From the line that contains "like [(698, 14)]" to the final line of the entries, return every line exactly and leave out all others.

··· INPUT FOR THIS TASK ···

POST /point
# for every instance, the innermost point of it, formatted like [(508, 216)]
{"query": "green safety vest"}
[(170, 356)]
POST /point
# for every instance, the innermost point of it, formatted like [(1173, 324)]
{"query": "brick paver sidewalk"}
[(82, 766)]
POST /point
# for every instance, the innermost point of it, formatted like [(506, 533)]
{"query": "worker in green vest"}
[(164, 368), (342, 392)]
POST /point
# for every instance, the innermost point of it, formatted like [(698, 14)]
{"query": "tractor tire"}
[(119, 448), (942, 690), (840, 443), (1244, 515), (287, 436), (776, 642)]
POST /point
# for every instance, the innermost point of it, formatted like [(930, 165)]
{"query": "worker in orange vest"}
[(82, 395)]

···

● **TASK OUTPUT**
# for every instance, the innermost point of it, formatted like [(698, 14)]
{"query": "tractor tire"}
[(119, 448), (942, 690), (840, 443), (1244, 515), (287, 436), (776, 642)]
POST /point
# for every instance, the innermost point of it, formatted like [(930, 165)]
{"query": "worker in orange vest"}
[(82, 395)]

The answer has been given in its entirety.